* [Exercise goal]:
Excluding pictures, what does the listing below contain from the line with "-- sample [16,215]." up to and including the line with "-- sample [0,194].", word for word?

* [Provided information]:

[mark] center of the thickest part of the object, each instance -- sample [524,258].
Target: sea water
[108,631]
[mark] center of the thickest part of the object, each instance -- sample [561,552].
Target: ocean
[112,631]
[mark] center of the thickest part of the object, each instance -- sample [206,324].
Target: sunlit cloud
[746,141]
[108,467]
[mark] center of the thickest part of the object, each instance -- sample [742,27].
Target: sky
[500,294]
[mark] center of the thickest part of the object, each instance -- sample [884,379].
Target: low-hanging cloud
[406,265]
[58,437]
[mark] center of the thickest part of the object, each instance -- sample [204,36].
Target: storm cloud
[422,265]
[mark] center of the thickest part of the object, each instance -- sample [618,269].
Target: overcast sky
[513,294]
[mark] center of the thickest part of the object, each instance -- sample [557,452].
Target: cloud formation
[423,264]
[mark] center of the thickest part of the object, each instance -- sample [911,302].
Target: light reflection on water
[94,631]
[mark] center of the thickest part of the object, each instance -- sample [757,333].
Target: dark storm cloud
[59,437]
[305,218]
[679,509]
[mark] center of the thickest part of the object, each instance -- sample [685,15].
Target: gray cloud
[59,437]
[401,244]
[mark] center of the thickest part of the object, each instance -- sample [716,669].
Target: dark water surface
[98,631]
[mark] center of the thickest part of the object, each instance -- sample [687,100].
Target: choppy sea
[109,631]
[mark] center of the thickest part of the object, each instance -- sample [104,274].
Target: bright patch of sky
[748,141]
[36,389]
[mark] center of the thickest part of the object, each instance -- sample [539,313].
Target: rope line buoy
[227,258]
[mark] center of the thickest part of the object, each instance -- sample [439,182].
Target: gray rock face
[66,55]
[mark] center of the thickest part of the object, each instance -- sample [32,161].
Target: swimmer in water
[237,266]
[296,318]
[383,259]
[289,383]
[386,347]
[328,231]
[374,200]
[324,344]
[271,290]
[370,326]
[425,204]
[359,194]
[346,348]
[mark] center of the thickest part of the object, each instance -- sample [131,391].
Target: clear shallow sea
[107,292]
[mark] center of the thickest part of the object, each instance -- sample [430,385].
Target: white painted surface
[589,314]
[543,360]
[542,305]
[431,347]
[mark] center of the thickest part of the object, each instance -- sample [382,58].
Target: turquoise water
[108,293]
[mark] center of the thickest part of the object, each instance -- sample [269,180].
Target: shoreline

...

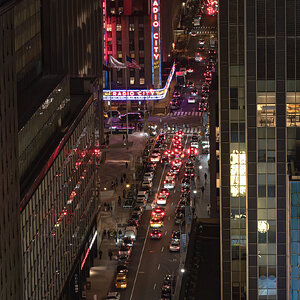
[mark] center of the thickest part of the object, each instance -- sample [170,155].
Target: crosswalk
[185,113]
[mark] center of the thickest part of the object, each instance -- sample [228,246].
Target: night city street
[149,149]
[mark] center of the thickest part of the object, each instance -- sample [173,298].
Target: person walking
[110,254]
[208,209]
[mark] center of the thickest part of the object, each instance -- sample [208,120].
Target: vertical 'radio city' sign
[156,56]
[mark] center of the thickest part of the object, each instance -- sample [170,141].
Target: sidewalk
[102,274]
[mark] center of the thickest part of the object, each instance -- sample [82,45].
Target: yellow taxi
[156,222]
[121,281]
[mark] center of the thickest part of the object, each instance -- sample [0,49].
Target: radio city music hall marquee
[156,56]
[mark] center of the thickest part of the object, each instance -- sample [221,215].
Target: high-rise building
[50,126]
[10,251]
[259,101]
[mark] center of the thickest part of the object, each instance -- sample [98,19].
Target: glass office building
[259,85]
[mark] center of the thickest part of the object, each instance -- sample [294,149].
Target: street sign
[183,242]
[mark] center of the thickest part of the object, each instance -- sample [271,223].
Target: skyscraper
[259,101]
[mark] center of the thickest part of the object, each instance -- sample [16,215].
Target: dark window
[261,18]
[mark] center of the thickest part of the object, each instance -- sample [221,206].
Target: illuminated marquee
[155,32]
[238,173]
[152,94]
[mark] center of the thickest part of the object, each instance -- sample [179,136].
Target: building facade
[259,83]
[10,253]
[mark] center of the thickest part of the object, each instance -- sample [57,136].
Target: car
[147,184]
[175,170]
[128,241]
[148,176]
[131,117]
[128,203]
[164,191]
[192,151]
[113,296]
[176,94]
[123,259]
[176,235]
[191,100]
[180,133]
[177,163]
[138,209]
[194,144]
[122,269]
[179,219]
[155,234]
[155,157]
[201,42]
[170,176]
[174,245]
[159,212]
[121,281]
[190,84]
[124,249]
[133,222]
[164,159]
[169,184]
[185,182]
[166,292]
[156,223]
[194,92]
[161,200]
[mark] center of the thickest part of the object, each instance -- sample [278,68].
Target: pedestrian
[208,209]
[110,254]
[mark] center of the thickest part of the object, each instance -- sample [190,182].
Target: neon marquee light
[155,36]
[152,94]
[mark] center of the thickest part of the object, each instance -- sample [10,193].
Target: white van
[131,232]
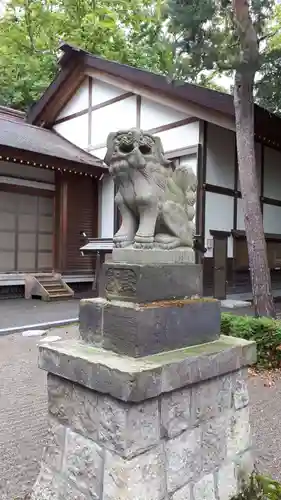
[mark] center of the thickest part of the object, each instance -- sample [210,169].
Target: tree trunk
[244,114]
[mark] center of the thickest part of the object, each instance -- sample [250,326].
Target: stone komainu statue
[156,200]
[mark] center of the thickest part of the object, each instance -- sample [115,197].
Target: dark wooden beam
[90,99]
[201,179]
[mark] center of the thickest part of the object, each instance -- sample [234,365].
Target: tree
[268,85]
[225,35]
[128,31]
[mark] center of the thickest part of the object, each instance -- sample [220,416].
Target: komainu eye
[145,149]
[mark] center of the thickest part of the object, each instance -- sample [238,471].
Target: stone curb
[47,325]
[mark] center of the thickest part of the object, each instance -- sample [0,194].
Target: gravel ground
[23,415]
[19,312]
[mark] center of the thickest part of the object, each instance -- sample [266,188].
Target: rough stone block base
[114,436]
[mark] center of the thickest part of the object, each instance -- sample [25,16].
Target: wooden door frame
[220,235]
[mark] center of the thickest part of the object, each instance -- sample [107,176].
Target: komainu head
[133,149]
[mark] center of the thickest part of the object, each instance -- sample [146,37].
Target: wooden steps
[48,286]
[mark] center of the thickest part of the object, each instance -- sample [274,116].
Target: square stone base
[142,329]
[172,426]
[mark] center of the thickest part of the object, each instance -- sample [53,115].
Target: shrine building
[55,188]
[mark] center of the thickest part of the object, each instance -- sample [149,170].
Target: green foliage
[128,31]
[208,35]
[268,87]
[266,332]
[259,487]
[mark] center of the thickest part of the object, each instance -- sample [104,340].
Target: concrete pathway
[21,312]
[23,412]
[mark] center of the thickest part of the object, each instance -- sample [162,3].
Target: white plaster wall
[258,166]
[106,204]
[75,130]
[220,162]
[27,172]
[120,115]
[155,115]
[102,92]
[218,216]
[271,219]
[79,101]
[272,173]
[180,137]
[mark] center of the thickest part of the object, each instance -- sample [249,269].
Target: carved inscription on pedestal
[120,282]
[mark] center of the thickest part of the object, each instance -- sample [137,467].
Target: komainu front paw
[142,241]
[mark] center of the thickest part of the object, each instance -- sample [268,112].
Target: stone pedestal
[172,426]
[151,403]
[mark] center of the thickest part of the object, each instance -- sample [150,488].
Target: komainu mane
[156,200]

* [Exercise result]:
[mark] center of the thickest part of the object, each instance -- sample [16,215].
Target: dark window
[261,18]
[mark] center of the thickest part of the object, each instance -- sample [221,206].
Target: illuminated marquee
[155,32]
[238,173]
[152,94]
[mark] center of the thickest part of the object, each instance -- sample [179,136].
Target: building facade
[259,83]
[10,253]
[mark] center of the thickest part of the object, each instance -- sample [57,136].
Target: car
[147,184]
[175,170]
[128,241]
[148,176]
[131,117]
[128,203]
[164,191]
[192,151]
[113,296]
[176,94]
[123,259]
[176,235]
[191,100]
[180,133]
[177,163]
[138,209]
[194,144]
[122,269]
[179,219]
[155,234]
[155,157]
[201,42]
[170,176]
[174,245]
[159,212]
[121,281]
[190,84]
[124,249]
[133,222]
[164,159]
[169,184]
[185,182]
[166,292]
[156,223]
[194,92]
[161,200]
[mark] center of the thickest part of the object, each instance -- sample [278,68].
Target: pedestrian
[208,209]
[110,254]
[mark] center of the thickest part of the object, each instance -- sample [190,182].
Target: neon marquee light
[155,36]
[152,94]
[mark] center of the thickest part of the object, each instance -- sample [10,193].
Target: white van
[131,232]
[mark] center of the thickest part of the object, each instance -- sample [210,169].
Target: tree trunk
[244,114]
[mark] center of the thickest part of the object, each instance -- sample [250,326].
Target: stone komainu statue
[156,200]
[mark] center of the thickest part of the object, each instance -- sample [115,197].
Target: dark wooden beam
[90,99]
[201,179]
[mark] center of the thickest part of the object, each instance -- sample [234,365].
Target: tree
[268,85]
[225,35]
[128,31]
[mark] center of the thickest part of the object, each instance -- sample [220,416].
Target: komainu eye
[145,149]
[mark] center of the thickest part of the object, each instance -- sample [238,471].
Target: stone curb
[47,325]
[mark] center of the thickest part of the object, each instance -- sample [0,194].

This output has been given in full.